Write out the data exactly, every line included.
** Data follows **
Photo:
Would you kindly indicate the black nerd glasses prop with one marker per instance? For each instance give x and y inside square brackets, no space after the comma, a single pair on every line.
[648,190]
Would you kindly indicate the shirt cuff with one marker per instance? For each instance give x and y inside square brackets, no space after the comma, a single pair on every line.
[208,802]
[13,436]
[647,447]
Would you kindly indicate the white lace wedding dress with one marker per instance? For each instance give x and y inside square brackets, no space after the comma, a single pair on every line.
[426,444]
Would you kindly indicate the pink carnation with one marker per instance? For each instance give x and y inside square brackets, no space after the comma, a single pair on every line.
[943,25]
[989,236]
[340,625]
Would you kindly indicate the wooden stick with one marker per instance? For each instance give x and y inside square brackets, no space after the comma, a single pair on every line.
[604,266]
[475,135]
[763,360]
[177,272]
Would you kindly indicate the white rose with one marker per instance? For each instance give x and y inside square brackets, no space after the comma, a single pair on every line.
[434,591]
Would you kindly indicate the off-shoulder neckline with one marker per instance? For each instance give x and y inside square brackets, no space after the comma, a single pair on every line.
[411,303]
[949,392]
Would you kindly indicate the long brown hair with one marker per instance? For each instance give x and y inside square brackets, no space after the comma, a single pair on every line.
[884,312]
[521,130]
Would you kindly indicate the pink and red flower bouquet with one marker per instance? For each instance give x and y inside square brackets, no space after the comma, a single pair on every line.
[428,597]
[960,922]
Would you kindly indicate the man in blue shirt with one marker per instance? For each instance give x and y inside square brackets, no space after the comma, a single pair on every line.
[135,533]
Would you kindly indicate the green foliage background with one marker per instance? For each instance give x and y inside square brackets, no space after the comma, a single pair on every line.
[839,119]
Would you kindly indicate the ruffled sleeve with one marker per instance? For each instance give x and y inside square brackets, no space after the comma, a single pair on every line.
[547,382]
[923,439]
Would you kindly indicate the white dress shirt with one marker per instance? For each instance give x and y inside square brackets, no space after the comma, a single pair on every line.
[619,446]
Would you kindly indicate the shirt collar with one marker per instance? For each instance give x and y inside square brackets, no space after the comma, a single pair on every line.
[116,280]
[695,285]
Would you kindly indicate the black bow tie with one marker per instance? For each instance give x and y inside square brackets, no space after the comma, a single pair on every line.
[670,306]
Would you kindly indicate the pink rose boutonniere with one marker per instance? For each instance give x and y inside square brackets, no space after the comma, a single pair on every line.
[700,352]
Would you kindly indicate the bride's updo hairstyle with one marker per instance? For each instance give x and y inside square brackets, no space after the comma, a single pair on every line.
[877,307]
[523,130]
** End of Data **
> [Response area]
Photo:
Would you kindly indicate the black nerd glasses prop with one marker per instance? For each instance give x and y inside square brackets, no space after the comma, a single pair on every line.
[648,190]
Would you kindly indicate the shirt cuff with one marker per instance? For each instance give x and y inside square brackets, no space after the comma, a single pair on every line.
[208,802]
[13,436]
[647,447]
Would you kindly indicate the white lace wedding dress with one marker per instance? For each instance give x and y inside square brackets, no space after the comma, a single pair on every line.
[426,444]
Would you kindly indicate the pink carnation with one marker per instance? For each instance give x and y inside square brackets, no space after the comma, a single pair on every line.
[943,25]
[989,236]
[340,625]
Would you kindly indicate the wooden stick with one marker per instance? For each instance give x and y inside square brackets, no space after the comma, a single pair on every line.
[604,266]
[475,135]
[763,360]
[177,272]
Would you kindly indicate the white rose with one marker per instance? For each instance give x and y inside square brackets, no space after the comma, a single pair on every line.
[434,591]
Would you kindly indicate the off-shoulder neckline with one marker per instance? For each instance give x and y inside square brackets, no space after the comma, a single pair on every line.
[411,303]
[949,392]
Would you kindly indicate the long brown hair with one marker per instance? For each instance give x and y inside square brackets, no space after the comma, a single pair on every line.
[884,312]
[521,130]
Would you kindly indicate the pink and red flower bouquet with one marker per instance? For each instance give x and y inside square brackets, no space after the comma, a single pair on every line.
[428,597]
[960,922]
Would you kindly indicate the man in blue shirt with one marker per instance? For each instance give x and y inside square brackets, no space after the comma, a single pair on every line.
[135,533]
Would you kindly indicate the green foliage background with one marker per instance? For each instance give x and y inside square brackets, no space after the comma, a single pair on every line.
[839,119]
Would you kindly indicate the ruffled sleeve with one marker per instance? For each instance give x and y inside square brackets, no space after the comma, a single pair on every line.
[547,382]
[923,439]
Would you kindly indicate the white dress shirt with one marker per instance? For each instance give x and y inside square brackets, no space after the comma, a single pair on every line.
[619,446]
Would you kindly indicate the shirt collar with one marker per instance? For each instance give x and y inside square brackets, no space after the comma, a single pair on every line.
[116,280]
[695,285]
Would you kindly indicate the black bow tie with one marker per instance? For each instance give x and y inside square brackets, no space after the comma, a single pair on every line.
[670,306]
Would you kindly indicate the pink rose boutonniere with one marker per instance? For each instance give x and y inside square brackets, no space after the comma, a single pair on every line.
[700,352]
Would you kindly indicate the bride's updo hairstyle with one marker per instance? For each instance give x and y inside square brackets, no space after the comma, a single pair on every line.
[877,307]
[523,130]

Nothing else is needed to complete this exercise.